═══ Data to process

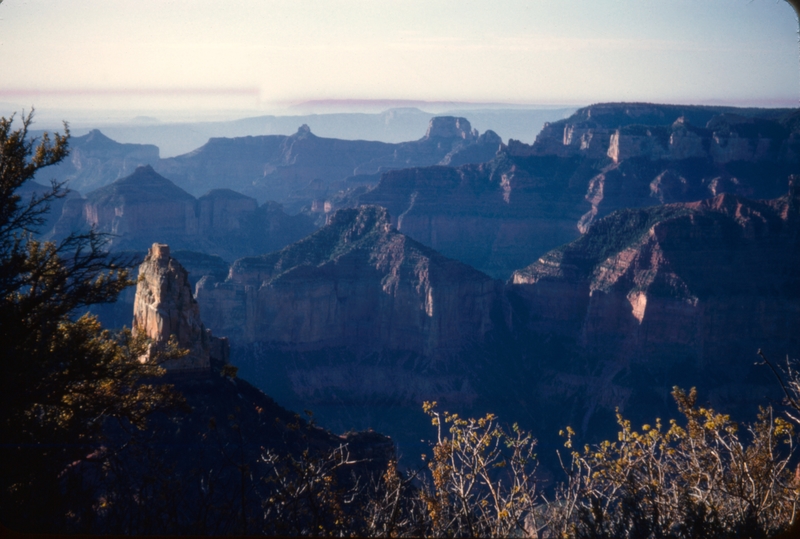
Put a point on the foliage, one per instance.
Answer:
(697, 480)
(62, 376)
(482, 478)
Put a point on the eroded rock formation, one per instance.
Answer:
(681, 294)
(302, 169)
(95, 161)
(505, 213)
(165, 309)
(146, 207)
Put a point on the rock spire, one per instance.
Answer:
(164, 307)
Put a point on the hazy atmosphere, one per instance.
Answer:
(180, 59)
(371, 268)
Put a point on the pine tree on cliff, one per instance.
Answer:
(62, 377)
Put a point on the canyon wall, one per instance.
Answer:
(302, 169)
(681, 294)
(145, 207)
(505, 213)
(165, 309)
(95, 161)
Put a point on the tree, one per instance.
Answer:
(702, 479)
(62, 377)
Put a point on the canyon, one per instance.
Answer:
(630, 248)
(144, 208)
(501, 215)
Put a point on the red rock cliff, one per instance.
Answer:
(164, 308)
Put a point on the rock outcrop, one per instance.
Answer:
(146, 207)
(165, 309)
(356, 283)
(355, 315)
(681, 294)
(505, 213)
(300, 169)
(95, 161)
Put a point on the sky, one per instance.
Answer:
(186, 57)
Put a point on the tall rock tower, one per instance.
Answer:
(164, 306)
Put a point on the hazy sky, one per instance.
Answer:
(255, 54)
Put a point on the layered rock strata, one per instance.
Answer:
(304, 169)
(505, 213)
(95, 161)
(682, 294)
(165, 309)
(146, 207)
(356, 283)
(357, 321)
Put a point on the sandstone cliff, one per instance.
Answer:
(682, 294)
(302, 168)
(357, 322)
(164, 308)
(504, 214)
(95, 161)
(145, 207)
(355, 283)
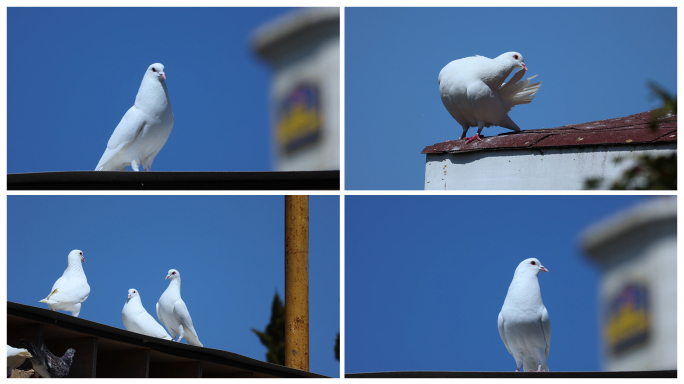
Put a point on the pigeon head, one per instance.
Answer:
(133, 293)
(514, 59)
(173, 275)
(530, 266)
(156, 70)
(75, 257)
(69, 356)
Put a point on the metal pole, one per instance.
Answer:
(297, 282)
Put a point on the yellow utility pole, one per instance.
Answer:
(297, 282)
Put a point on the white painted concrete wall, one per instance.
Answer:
(533, 169)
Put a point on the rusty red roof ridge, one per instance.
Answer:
(615, 131)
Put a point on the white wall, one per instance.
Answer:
(532, 169)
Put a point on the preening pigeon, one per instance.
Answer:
(474, 92)
(144, 129)
(524, 324)
(136, 319)
(46, 364)
(15, 358)
(173, 313)
(72, 288)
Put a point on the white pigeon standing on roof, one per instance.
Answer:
(524, 324)
(173, 313)
(15, 358)
(72, 288)
(136, 319)
(474, 92)
(144, 129)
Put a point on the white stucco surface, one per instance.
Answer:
(533, 169)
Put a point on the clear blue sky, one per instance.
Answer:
(72, 73)
(594, 64)
(228, 249)
(426, 276)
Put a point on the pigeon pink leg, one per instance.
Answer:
(469, 139)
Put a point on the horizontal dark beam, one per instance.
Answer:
(91, 180)
(519, 375)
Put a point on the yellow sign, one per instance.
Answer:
(628, 323)
(300, 120)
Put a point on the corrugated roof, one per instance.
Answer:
(632, 129)
(104, 351)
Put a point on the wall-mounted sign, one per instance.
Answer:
(628, 321)
(300, 121)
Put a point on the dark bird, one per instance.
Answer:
(46, 364)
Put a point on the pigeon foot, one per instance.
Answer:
(469, 139)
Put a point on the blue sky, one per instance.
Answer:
(426, 276)
(594, 64)
(72, 73)
(228, 249)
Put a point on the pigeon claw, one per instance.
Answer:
(472, 138)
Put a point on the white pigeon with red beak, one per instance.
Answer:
(136, 319)
(173, 313)
(144, 129)
(524, 324)
(474, 92)
(72, 288)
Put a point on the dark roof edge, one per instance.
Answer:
(165, 346)
(519, 375)
(91, 180)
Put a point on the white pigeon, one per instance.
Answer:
(173, 313)
(144, 129)
(136, 319)
(15, 358)
(474, 92)
(524, 324)
(72, 288)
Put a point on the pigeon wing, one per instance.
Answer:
(546, 328)
(125, 133)
(161, 320)
(184, 316)
(38, 360)
(502, 332)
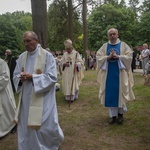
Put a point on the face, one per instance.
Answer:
(113, 35)
(69, 50)
(29, 42)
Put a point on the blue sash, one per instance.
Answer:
(112, 79)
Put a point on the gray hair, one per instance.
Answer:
(112, 29)
(33, 34)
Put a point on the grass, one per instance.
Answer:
(85, 123)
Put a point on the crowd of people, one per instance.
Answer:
(34, 75)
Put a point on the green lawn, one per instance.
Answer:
(85, 123)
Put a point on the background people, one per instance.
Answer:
(72, 71)
(145, 57)
(114, 60)
(11, 61)
(35, 76)
(7, 101)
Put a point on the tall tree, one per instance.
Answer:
(39, 18)
(85, 36)
(70, 25)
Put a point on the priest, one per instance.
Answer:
(35, 76)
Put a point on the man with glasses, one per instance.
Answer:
(114, 60)
(35, 76)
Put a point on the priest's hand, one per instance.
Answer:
(25, 76)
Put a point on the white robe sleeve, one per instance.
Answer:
(45, 81)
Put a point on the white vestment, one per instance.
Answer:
(7, 101)
(49, 135)
(71, 79)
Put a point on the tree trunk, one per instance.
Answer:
(70, 26)
(85, 39)
(39, 19)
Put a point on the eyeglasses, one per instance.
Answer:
(112, 34)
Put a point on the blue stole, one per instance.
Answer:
(112, 79)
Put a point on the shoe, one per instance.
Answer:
(120, 118)
(112, 120)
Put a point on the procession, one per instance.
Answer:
(74, 75)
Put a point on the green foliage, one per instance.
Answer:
(106, 16)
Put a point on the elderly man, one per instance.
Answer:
(145, 57)
(72, 72)
(11, 61)
(7, 101)
(115, 76)
(35, 76)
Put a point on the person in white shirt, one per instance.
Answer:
(145, 57)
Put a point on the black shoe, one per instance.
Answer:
(112, 120)
(120, 118)
(14, 129)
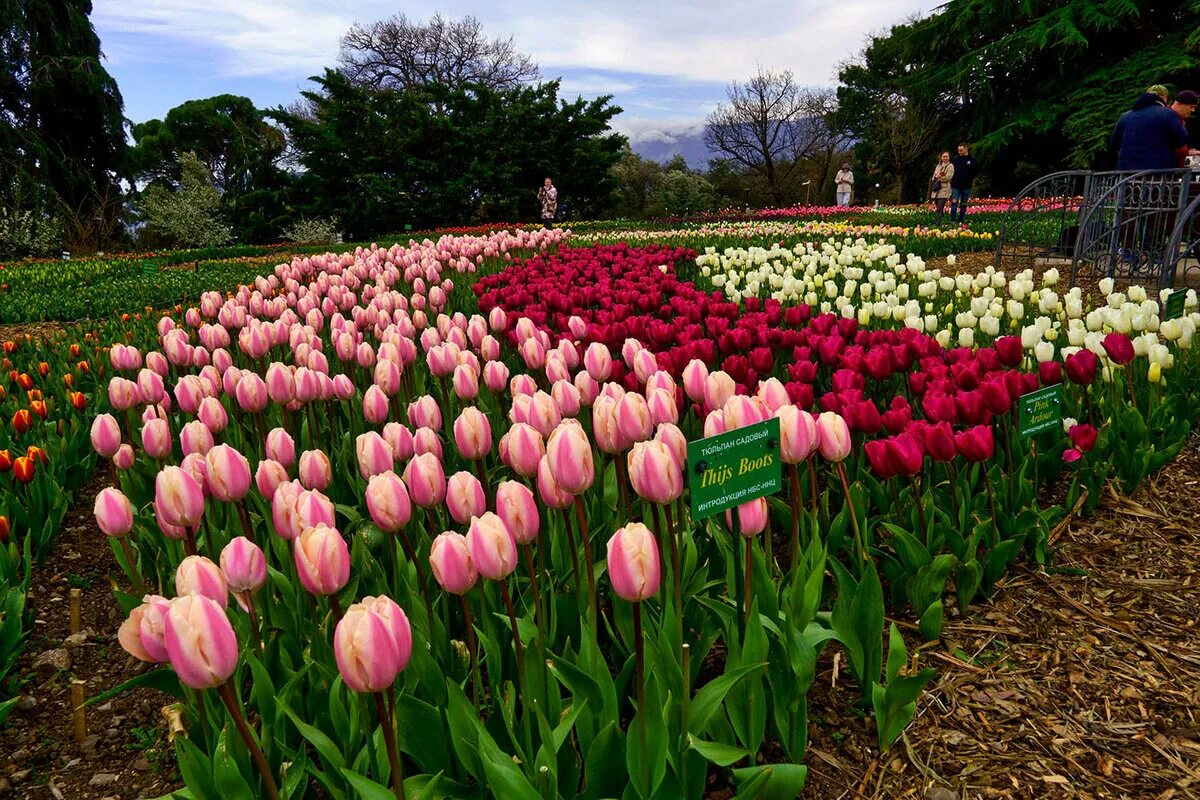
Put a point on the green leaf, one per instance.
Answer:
(714, 752)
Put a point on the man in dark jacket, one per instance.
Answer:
(1147, 136)
(965, 170)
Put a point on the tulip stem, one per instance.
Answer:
(853, 515)
(245, 519)
(640, 656)
(575, 549)
(473, 647)
(527, 549)
(793, 476)
(516, 633)
(586, 542)
(749, 569)
(256, 753)
(135, 573)
(389, 737)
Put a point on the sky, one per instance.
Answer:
(666, 62)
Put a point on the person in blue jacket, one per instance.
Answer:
(1147, 136)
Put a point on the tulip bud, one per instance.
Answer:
(634, 565)
(426, 480)
(833, 437)
(654, 473)
(492, 547)
(268, 477)
(465, 497)
(114, 512)
(372, 644)
(751, 517)
(179, 498)
(316, 471)
(517, 509)
(106, 435)
(323, 561)
(228, 474)
(199, 642)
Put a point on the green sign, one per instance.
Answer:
(733, 468)
(1174, 306)
(1039, 410)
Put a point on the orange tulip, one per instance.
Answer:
(23, 469)
(22, 421)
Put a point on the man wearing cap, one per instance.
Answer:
(1149, 134)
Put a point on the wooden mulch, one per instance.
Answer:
(1079, 680)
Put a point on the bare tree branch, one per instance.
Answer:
(397, 53)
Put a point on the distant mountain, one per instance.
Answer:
(664, 142)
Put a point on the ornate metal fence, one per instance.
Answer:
(1129, 226)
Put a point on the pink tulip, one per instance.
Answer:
(676, 441)
(654, 473)
(496, 376)
(197, 575)
(453, 566)
(114, 512)
(833, 437)
(251, 392)
(719, 388)
(521, 449)
(316, 470)
(634, 417)
(373, 453)
(797, 434)
(751, 517)
(375, 405)
(281, 447)
(142, 632)
(196, 438)
(323, 561)
(570, 459)
(179, 498)
(466, 382)
(156, 439)
(465, 497)
(473, 433)
(388, 501)
(124, 457)
(283, 510)
(268, 477)
(517, 509)
(213, 414)
(424, 413)
(425, 480)
(492, 548)
(281, 385)
(199, 642)
(372, 644)
(106, 435)
(228, 474)
(634, 565)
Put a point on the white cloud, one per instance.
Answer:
(699, 40)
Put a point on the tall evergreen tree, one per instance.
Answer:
(61, 124)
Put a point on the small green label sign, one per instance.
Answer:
(733, 468)
(1174, 306)
(1039, 410)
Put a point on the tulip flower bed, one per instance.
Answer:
(447, 494)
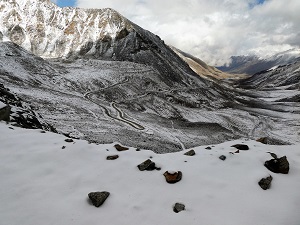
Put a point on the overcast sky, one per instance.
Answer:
(213, 30)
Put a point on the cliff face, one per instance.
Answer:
(50, 31)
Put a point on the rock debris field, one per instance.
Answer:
(43, 183)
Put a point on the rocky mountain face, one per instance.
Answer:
(254, 64)
(110, 80)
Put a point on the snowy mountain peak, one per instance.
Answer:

══════

(Instructions for the task) Please retype the listing word for word, from the line containing "Put a point on the cliff" down to its last line.

(Answer in full)
Put a point on the cliff face, one per instance.
Answer:
(50, 31)
Put a point on the rock debris field, one per instance.
Answer:
(43, 183)
Put a point on the rocky mountain face, one per instance.
Answer:
(254, 64)
(110, 80)
Put a point on the snowy mountain peak, one per instance.
Answer:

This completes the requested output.